Michael ALLEN, individually and as parent and natural guardian of Lisa Allen, a minor, Plaintiff-Appellee, v. BOARD OF EDUCATION OF the CITY OF ALBUQUERQUE, a/k/a Albuquerque Municipal School District, a local school board; and Lillian C. Barna, Ruth Jackson, Buddy Robertson, Micky Miller, William Reid, Howard Anderson, Lanny Winters, and Raymond Durwood Stell, Defendants-Appellants.

No. 10123.

Court of Appeals of New Mexico.

December 22, 1987.

Glenna Moore, James P. Lyle, Butt, Thornton & Baehr, P.C., Albuquerque, for defendants-appellants.

*517 David A. Freedman, Albuquerque, for plaintiff-appellee.


FRUMAN, Judge.

Defendants appeal the trial court's denial of their motion for dismissal and summary judgment as to two counts of plaintiff's four-count complaint. This court's calendar notice proposed summary dismissal of the appeal for lack of a final order, and defendants responded with a memorandum in opposition to our proposal. On the basis of the following, we do not adopt defendants' argument that this court should apply the collateral order exception to entertain their appeal, and we dismiss the appeal.

Plaintiff brought suit against defendants board of education and employees of the school district, for injuries suffered as a consequence of an accident, asserting four causes of action under the Tort Claims Act, NMSA 1978, Sections 41-4-1 to -29 (Repl. Pamp. 1986). Defendants filed a motion for dismissal and summary judgment, asserting immunity under the Act. The trial court granted defendants' motion as to two counts and denied it as to the remaining counts in which plaintiff alleged negligent failure to provide transportation and negligent failure to comply with rules and regulations regarding the transportation of students. The trial court certified its order for interlocutory appeal under NMSA 1978, Section 39-3-4, stating that defendants' motion involves a controlling question of law as to the scope and application of the Tort Claims Act. This court denied the applications for interlocutory appeal made by plaintiff and defendants. Defendants now seek direct appeal as a matter of right from the trial court's order that, in part, denied their motion for dismissal and summary judgment as to two counts of plaintiff's complaint.

The jurisdiction of this court is limited to appeals from final judgments, interlocutory orders which practically dispose of the merits of the action, and final orders after entry of judgment which affect substantial rights. NMSA 1978, ยง 39-3-2; Thornton v. Gamble, 101 N.M. 764, 688 P.2d 1268 (Ct.App. 1984). Where more than one claim for relief is presented in an action, the trial court may enter a final judgment as to fewer than all of the claims "only upon an express determination that there is no just reason for delay." SCRA 1986, 1-054(C)(1). The policy reflected in Rule 1-054(C)(1) is to avoid piecemeal review, especially absent express approval of the trial court. See Thornton v. Gamble.

## Collected material
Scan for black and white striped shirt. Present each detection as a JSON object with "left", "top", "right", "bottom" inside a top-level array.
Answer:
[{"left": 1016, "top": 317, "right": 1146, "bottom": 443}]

## Your task
Continue the court opinion in Allen v. Board of Education of the City of Albuquerque from where it stops.

## Reply
Although defendants concede that the trial court's order is not a final, appealable order either under Rule 1-054(C)(1) or under the traditional requirements for finality, they urge this court to entertain this appeal under the collateral order exception applied in Cohen v. Beneficial Indus: Loan Corp., 337 U.S. 541, 69 S. Ct. 1221, 93 L. Ed. 1528 (1949). Without deciding whether Cohen is applicable in this state, we note that Cohen limited the application of the collateral order exception to: "that small class which finally determine claims of right separable from, and collateral to, rights asserted in the action, too important to be denied review and too independent of the cause itself to require that appellate consideration be deferred until the whole case is adjudicated." Id. at 546, 69 S. Ct. at 1225 (emphasis added). The Court in Cohen held that the order, which required posting a security bond, was appealable because it was "a final disposition of a claimed right which is not an ingredient of the cause of action and does not require consideration with it." Id. at 546-47, 69 S. Ct. at 1226.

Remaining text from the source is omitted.